PROVIDED ENTRIES:
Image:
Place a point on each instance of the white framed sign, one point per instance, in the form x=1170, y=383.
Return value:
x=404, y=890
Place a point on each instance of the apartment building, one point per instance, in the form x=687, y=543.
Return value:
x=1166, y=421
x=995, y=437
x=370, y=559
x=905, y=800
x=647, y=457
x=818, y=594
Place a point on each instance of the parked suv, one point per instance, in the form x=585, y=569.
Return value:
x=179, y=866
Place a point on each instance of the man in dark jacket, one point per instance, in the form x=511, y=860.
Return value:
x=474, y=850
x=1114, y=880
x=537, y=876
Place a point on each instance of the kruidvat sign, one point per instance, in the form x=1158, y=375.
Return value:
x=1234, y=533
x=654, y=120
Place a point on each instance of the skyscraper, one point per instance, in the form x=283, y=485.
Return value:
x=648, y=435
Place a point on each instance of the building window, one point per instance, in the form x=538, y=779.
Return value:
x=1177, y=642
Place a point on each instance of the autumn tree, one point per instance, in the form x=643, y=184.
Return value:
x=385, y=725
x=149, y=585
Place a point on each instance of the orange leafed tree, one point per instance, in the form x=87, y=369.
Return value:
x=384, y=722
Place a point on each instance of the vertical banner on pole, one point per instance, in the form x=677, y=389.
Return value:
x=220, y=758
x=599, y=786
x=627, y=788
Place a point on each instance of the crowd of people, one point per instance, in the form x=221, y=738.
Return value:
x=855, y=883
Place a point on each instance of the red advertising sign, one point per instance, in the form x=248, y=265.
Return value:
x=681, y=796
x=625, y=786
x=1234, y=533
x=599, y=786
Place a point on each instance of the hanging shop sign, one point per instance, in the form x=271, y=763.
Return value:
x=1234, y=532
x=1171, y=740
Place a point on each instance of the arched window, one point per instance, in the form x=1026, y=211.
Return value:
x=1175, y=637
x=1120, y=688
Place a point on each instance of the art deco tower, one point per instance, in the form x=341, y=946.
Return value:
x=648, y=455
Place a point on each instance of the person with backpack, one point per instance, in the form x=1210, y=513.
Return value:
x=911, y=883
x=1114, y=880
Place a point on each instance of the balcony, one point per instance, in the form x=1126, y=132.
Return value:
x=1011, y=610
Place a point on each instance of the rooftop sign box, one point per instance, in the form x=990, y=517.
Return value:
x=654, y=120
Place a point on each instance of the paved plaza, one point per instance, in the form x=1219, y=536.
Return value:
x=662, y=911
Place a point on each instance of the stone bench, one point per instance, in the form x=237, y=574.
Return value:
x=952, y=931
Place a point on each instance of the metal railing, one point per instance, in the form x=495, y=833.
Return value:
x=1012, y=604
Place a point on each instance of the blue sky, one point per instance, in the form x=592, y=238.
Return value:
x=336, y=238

EXERCISE PROMPT:
Each line of the material should be repeated exactly as it reads.

EXERCISE RESPONSE:
Image:
Place a point on each instance of the white framed sign, one point per instance, in the form x=1170, y=383.
Return value:
x=404, y=890
Place a point on each instance of the apartment building, one point per instance, in the form x=687, y=543.
Return value:
x=1166, y=421
x=995, y=437
x=370, y=559
x=905, y=800
x=647, y=457
x=818, y=594
Place a point on each instance of the parked suv, one point per instance, in the form x=585, y=569.
Return value:
x=179, y=866
Place a point on each instance of the man in dark jacket, one point per instance, in the form x=511, y=860.
Return value:
x=474, y=850
x=1114, y=880
x=537, y=876
Place a point on each instance of the kruidvat sign, one point per instance, in the form x=1158, y=375.
Return value:
x=1234, y=533
x=654, y=120
Place a point on each instance of the skyscraper, one point per instance, in the form x=283, y=485.
Return value:
x=648, y=435
Place a point on each instance of the building window, one point per instance, in the form x=538, y=779.
Return value:
x=1177, y=642
Place a point on each instance of the autumn tree, one point per instance, in the form x=643, y=184.
Return value:
x=385, y=725
x=149, y=585
Place a point on each instance of the orange leafed tree, one point per instance, in the form x=87, y=369.
Return value:
x=384, y=722
Place a point on each instance of the vertical banner on pole, one point per instance, in the form x=677, y=389.
Return value:
x=220, y=758
x=599, y=786
x=627, y=788
Place a point on each instance of the crowd of people, one point per instance, in the form x=221, y=738.
Return value:
x=855, y=883
Place a point on each instance of the red advertising sign, one point per instance, in the form x=248, y=265.
Return value:
x=681, y=796
x=625, y=786
x=1234, y=533
x=599, y=786
Place a point on each instance of the hanging shop sign, one point per instance, in the form x=271, y=763.
Return value:
x=1234, y=532
x=1171, y=740
Place a point on each instance of the arched window, one point per instance, in the form x=1026, y=211.
Return value:
x=1175, y=637
x=1120, y=688
Place a point on each instance of the art deco tower, one point per instance, in the form x=341, y=946.
Return value:
x=648, y=455
Place a point on each instance of the person with backpack, one point per instance, in the form x=1210, y=513.
Return value:
x=911, y=883
x=1114, y=880
Place a point on each instance of the balcony, one point per instance, in the form x=1126, y=132.
Return value:
x=1011, y=610
Place a point on each instance of the rooftop sign box, one point per instance, in the form x=990, y=517.
Return value:
x=654, y=120
Place a point on each instance of the paved plaza, one point per instance, in the form x=1219, y=536.
Return value:
x=662, y=911
Place a point on each instance of the stone bench, one point per instance, in the form x=237, y=574.
Return value:
x=952, y=931
Place a point on each instance of the metal railing, one point per instance, in the form x=495, y=833.
Return value:
x=1012, y=604
Place a point on each instance of the blue sky, one point per instance, in the form x=592, y=238.
Return value:
x=336, y=238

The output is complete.